Activity: Check each line below for the word "snow". How many have it? Answer with the number only.

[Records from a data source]
╔══

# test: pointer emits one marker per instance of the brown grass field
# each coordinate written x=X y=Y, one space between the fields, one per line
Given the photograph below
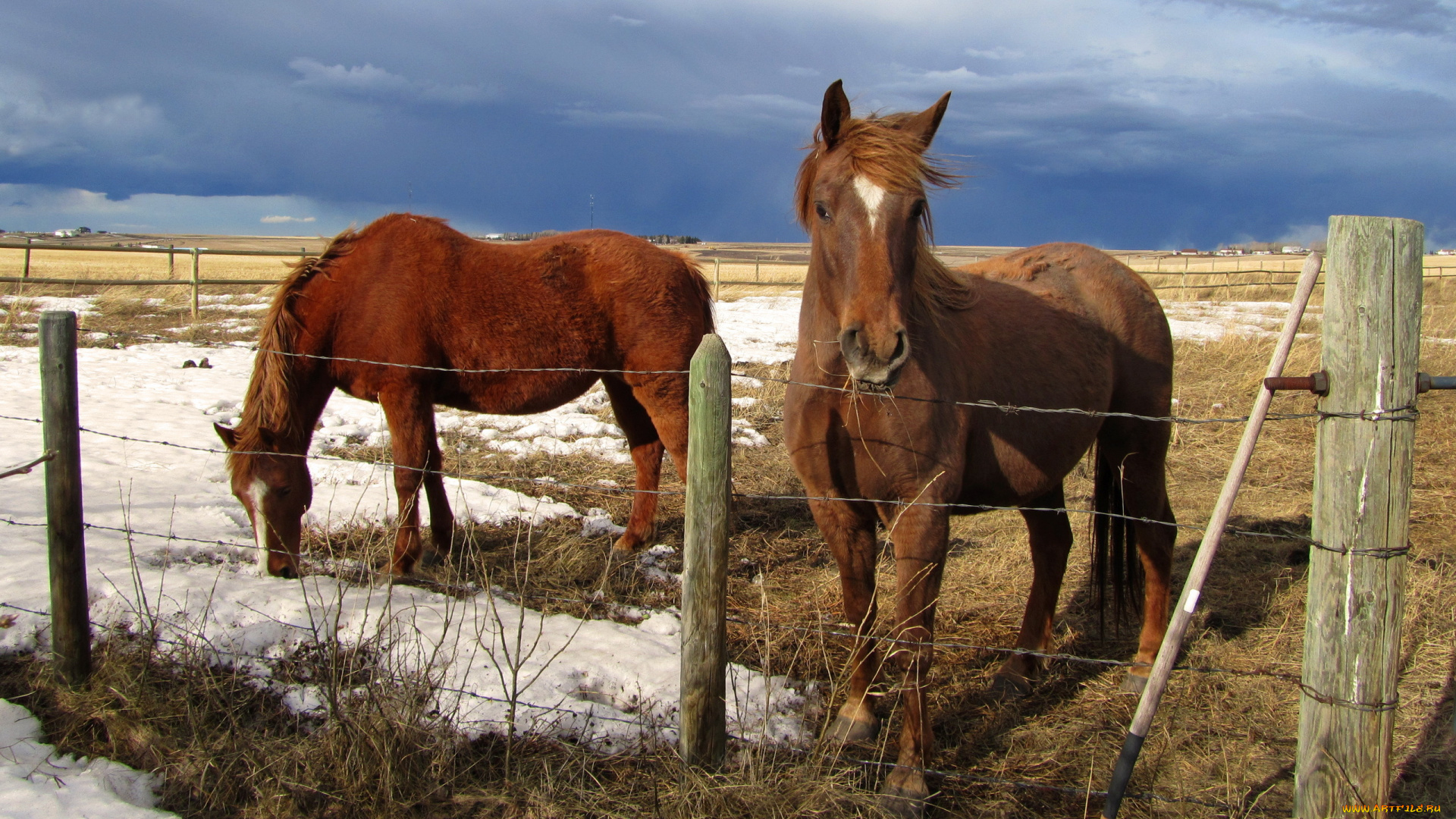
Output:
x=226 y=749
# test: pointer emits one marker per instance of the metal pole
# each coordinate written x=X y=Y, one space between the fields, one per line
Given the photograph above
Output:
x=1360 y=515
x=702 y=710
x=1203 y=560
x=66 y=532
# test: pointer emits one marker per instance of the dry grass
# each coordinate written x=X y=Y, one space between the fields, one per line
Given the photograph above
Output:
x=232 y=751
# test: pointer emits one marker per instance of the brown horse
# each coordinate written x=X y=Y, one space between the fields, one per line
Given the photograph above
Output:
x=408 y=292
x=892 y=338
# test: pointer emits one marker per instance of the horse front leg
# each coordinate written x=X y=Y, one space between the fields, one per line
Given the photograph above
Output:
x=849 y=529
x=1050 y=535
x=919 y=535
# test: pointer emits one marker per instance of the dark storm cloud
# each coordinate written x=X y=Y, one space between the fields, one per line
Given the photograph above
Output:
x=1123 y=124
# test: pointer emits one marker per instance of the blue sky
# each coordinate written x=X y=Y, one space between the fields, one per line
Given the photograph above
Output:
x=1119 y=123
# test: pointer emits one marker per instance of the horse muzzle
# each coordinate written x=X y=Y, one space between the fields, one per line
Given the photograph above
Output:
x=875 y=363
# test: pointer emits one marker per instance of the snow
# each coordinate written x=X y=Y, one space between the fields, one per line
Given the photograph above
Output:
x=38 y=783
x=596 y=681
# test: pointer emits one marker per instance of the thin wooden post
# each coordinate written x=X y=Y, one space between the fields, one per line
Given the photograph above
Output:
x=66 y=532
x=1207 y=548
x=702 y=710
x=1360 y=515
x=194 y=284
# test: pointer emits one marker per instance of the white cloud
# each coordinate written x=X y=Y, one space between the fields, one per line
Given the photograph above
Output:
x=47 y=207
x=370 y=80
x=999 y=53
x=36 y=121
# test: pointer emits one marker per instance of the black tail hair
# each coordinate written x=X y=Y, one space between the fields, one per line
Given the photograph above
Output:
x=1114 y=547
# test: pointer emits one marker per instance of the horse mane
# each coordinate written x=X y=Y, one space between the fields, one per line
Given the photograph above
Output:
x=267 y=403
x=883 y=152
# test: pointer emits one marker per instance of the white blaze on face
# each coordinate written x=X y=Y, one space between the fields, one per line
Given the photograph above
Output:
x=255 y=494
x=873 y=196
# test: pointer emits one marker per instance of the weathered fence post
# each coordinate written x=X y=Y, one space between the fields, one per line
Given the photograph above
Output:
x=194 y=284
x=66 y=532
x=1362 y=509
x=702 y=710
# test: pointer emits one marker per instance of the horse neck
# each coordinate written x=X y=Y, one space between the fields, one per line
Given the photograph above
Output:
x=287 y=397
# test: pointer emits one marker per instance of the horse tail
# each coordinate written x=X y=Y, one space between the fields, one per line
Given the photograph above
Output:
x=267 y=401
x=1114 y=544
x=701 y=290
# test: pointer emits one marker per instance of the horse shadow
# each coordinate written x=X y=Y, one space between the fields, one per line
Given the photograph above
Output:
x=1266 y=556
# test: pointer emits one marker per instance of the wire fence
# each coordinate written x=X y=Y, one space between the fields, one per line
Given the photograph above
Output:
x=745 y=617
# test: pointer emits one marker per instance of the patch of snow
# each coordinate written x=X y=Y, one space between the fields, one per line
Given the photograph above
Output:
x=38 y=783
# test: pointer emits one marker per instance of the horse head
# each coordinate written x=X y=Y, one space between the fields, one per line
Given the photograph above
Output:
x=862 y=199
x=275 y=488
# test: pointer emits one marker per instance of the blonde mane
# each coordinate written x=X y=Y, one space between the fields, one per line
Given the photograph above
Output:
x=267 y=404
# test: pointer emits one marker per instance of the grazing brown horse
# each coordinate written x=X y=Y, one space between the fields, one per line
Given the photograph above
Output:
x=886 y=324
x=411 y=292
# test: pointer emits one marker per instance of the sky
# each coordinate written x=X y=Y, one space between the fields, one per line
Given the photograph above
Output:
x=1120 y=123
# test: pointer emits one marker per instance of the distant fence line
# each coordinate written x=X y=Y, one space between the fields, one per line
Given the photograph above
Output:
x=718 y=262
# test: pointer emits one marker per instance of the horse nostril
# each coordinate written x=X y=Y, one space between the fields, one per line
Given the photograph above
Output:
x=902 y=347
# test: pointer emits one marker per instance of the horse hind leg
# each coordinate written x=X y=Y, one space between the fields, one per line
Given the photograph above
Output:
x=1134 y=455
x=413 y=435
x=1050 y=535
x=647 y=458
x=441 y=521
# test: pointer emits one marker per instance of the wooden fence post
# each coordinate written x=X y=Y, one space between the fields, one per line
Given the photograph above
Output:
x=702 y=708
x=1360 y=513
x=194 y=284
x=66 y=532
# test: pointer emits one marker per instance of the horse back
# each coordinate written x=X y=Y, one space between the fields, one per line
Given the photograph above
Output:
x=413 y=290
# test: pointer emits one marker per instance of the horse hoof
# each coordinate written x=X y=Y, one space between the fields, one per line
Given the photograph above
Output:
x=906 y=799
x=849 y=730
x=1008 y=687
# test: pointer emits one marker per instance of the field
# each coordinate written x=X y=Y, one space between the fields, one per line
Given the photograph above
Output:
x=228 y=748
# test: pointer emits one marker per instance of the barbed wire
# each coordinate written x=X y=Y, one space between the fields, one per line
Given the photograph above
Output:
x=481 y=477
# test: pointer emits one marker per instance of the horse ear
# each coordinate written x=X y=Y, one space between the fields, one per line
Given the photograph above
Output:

╚══

Answer space: 2